We have seen the fashion and the faith that sustains CCC. What remains is the fantasy, and this takes us to the heart of the whole proposal, the decisive question on which the entire project turns: can conformal cyclic cosmology actually accomplish the one thing it was built to do? I take up this question in the second part of this essay, which is the fourth and final installment of my discussion of cyclic cosmologies. It will be answered by addressing the model’s empirical record, its central entropy-accounting problem, and the very nature of the crossover that is claimed to join its aeons together in a beginningless eternal progression.
Notes
- To be more precise, the conformal rescaling of a spacetime rescales its metric (distance measurements) by the square of a smooth positive function. The effect is to preserve angles and causal relationships while erasing any measure of length and distinction between finite and infinite size. A conformally invariant transformation of a spacetime enables the conformal identification of two rescaled boundary surfaces as being one and the same, which allows the future infinity of an aeon that is ending to be fused to the big bang surface of its successor. What crosses this join is bare conformal structure rather than any physical metric.

**DATA PROVIDED:**
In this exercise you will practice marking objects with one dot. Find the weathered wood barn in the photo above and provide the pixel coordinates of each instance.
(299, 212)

**TASK:**
Rewrite the part of the excerpt on cyclic cosmologies that opens with the words "We have seen" and closes with "beginningless eternal progression.", putting "CCC" in place of "conformal cyclic cosmology". The listing has no connection to the excerpt on cyclic cosmologies.

**EXERCISE SOLUTION:**
We have seen the fashion and the faith that sustains CCC. What remains is the fantasy, and this takes us to the heart of the whole proposal, the decisive question on which the entire project turns: can CCC actually accomplish the one thing it was built to do? I take up this question in the second part of this essay, which is the fourth and final installment of my discussion of cyclic cosmologies. It will be answered by addressing the model’s empirical record, its central entropy-accounting problem, and the very nature of the crossover that is claimed to join its aeons together in a beginningless eternal progression.